I was surprised that we had quite different opinions on these people. Some of these opinions, which I also had, are obviously prejudice. I have to admit that I don’t like it when I heard the Indian accent. It makes me laugh though because it’s funny, but if I am asked whether I want him/her to be my teacher, I wouldn’t prefer that. I think the main reason is that I’ve seen too much news on rape in India, and from movies I also learn that Indian people are overactive and like to sing and dance. All these help me form the stereotype that Indians are not trustworthy. When I check others’ answers, I found my classmates rate Indians much higher than I expected. This indeed gave me a lesson. Indians are not that bad in reality, and not even in others’ impression. It is only my prejudice.

After identifying movies as one of the sources for the prejudice, he summarized the lesson he had learned from the class and formed a new attitude towards the Indian people: “Indians are not that bad in reality.” This student was not the only one who could identify a source of language attitudes. When reflecting on how prejudice was formed, some students referred to power and ideology other than media influence. For example, one student realized the superficiality of language attitudes and realized the ranking of the language varieties reflects the power hierarchy of the countries where these varieties were spoken.

I started to rethink the survey we did in class. We judged five individuals on their nations, intelligence and social status by their accent. So how did I draw the conclusion? I didn’t meet any of them in the flesh, I just had a superficial sense of language, power and geography, and with the sense, I drew the conclusion. And if I take it for granted that French English sounds better than British English, British English sounds better than American English, and they all are better than Indian English and African English, I just stand on the behave of the white in Europe and in the U.S., helping to show their privilege on culture, politic and history. That might be how ideology works, we cannot recognize it, but we naturally speak for the victors.

====================

What the task requires
Carry on the excerpt on accent prejudice, beginning after its final sentence. The material has no connection to the excerpt on accent prejudice.

[Records]
====================

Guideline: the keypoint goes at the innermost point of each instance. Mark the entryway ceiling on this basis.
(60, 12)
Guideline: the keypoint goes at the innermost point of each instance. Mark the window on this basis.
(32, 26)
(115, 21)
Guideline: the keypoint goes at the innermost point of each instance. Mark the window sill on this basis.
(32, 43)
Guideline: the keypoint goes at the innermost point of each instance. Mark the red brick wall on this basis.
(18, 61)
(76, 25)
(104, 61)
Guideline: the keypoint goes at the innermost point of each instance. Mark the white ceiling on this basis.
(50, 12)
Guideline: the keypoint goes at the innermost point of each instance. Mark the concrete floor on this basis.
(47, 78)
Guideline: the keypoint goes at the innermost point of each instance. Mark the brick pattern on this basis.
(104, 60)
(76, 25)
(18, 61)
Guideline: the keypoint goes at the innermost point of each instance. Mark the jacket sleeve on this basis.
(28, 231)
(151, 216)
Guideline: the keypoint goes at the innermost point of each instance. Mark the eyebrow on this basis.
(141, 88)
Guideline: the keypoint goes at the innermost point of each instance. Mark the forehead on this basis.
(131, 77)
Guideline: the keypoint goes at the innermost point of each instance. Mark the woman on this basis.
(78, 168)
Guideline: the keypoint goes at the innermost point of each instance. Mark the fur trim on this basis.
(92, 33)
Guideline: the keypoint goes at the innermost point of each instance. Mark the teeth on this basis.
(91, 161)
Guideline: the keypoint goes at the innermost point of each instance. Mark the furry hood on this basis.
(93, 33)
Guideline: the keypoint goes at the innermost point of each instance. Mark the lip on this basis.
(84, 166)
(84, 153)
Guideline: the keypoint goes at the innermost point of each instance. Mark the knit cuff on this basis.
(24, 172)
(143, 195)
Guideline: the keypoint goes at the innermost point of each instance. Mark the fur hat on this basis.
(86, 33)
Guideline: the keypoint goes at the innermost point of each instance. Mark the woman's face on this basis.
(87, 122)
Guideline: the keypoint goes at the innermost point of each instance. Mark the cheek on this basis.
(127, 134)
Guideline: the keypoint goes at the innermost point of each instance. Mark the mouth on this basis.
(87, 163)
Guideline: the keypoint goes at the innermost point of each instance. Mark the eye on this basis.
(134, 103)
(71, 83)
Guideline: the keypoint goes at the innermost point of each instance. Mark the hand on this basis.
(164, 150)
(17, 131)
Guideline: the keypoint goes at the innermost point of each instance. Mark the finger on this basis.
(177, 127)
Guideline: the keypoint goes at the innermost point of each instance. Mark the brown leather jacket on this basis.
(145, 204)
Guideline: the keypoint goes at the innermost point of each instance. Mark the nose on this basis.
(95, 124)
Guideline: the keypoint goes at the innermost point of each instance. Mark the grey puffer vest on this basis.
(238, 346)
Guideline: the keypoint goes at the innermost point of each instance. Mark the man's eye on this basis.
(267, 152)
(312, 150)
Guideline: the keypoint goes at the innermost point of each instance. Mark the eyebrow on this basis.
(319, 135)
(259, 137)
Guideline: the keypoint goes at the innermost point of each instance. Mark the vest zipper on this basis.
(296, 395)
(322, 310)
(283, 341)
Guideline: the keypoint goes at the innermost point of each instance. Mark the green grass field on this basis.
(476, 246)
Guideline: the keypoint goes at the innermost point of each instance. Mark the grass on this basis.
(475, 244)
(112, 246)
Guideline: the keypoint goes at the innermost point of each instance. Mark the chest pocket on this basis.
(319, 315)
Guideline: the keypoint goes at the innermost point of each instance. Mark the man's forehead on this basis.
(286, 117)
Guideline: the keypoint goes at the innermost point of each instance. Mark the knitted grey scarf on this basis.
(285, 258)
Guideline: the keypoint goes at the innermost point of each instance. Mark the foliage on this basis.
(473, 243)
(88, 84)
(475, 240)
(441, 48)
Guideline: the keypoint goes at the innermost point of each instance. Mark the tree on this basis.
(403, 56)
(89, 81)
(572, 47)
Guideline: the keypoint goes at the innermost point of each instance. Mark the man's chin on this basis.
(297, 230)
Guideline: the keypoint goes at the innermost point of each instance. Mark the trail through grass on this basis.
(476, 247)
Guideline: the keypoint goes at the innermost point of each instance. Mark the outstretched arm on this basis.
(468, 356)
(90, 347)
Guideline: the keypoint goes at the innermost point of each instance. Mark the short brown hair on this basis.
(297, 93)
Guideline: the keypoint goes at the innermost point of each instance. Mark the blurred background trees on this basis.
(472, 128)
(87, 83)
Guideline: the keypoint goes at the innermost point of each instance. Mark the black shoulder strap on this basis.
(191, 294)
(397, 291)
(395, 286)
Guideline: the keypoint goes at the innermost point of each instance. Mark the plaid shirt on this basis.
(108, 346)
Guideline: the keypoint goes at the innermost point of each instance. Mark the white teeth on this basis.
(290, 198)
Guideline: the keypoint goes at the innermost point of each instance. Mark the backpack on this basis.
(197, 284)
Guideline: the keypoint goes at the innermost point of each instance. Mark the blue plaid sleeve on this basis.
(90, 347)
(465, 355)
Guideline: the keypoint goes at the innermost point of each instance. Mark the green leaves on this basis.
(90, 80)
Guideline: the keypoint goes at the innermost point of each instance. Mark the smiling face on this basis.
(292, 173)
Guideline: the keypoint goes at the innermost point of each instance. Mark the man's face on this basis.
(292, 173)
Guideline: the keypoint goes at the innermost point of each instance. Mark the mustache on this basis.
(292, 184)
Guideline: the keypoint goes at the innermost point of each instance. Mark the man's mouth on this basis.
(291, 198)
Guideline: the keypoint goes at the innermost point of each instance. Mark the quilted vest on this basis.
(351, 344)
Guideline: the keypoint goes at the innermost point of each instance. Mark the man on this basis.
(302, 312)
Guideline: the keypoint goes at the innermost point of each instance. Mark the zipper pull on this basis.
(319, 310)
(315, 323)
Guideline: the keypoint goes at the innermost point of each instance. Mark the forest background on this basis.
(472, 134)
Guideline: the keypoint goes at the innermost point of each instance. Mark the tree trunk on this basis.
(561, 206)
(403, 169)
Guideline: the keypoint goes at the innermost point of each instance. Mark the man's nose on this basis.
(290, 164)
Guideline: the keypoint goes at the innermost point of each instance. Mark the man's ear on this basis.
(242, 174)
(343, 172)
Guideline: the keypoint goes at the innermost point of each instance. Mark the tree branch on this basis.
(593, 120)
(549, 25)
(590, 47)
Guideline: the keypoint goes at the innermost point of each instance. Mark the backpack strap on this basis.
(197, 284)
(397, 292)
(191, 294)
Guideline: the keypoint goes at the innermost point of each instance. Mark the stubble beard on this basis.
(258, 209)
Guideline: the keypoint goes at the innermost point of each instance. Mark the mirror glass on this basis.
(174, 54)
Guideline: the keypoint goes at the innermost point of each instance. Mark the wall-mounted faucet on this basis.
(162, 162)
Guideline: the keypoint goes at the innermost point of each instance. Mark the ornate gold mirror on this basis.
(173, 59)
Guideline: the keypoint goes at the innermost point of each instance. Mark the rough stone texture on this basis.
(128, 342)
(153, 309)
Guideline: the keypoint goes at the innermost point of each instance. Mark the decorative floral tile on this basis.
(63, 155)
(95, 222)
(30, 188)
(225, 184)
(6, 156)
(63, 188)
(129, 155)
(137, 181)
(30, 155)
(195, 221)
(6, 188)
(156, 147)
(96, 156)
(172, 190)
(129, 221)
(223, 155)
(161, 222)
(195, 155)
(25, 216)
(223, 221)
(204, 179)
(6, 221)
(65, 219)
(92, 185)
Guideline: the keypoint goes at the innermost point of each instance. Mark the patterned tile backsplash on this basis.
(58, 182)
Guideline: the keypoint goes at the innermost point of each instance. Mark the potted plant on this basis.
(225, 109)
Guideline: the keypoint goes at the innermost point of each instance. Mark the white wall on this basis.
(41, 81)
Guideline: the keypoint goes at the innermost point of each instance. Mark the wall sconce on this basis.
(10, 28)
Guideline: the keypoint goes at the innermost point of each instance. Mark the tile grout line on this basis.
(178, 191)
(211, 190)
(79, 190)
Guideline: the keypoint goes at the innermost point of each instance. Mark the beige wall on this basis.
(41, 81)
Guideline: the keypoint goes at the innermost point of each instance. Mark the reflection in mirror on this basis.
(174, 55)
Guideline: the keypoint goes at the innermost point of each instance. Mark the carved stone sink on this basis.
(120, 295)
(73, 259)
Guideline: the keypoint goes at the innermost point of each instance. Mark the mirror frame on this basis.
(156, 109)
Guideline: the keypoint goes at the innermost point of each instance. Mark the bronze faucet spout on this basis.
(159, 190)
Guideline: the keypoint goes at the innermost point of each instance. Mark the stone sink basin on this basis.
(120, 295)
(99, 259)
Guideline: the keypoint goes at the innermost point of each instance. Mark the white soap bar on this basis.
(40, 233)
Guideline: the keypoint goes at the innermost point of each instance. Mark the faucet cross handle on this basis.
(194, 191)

====================

Task output
Several students, after reflecting on the sources of attitudes and their biases, recalled real-life experiences where their stereotypes were challenged. For example, a student pointed out the negative impact stereotypes could bring to interpersonal relationships by citing a personal example to support his point: It was through real encounters with more people (Beijingers) that he realized making generalizations based on stereotypes could be misleading.

However, we might not notice consciously the formation of the stereotype, and their effects may be seldom examined by us. This fact can be important because some attitude formed by our indirect impression or even direct feeling can be misguiding and has negative impact on our interpersonal relationship. When I came to Beijing for the first time, I got to know a Beijing guy and he liked to use a certain phrase to express his feelings toward something new to him. And I formed the impression that most Beijing people was used to say that phrase in similar situations. And I realized that it was just his style after I made several mistakes when communicating with other Beijing person later.

Interestingly, the class itself had become a site where students learned about diversity. For instance, a student pointed out that it was the classmates he met in this class that had challenged stereotypes about people conveyed by movies:

In Chinese movie, the people who speak Henan accent are always cheating. They are described badly educated and evil. The people who speak Taiwan accent are always playing the coquetry. They are described soft and cute. The people speak northeastern accent are always scolding. They are described badly tempered… However, in our class, the situation is absolutely different. The Henan students are very heartwarming. The girls from Taiwan are extraordinarily boyish. And some of the northeastern students always show how gentle they are.

In sum, in this category of problematization students were able to delve deeper into the formation of prejudice, and by recalling personal experiences where stereotypes were challenged, they were able to form new understandings and attitudes.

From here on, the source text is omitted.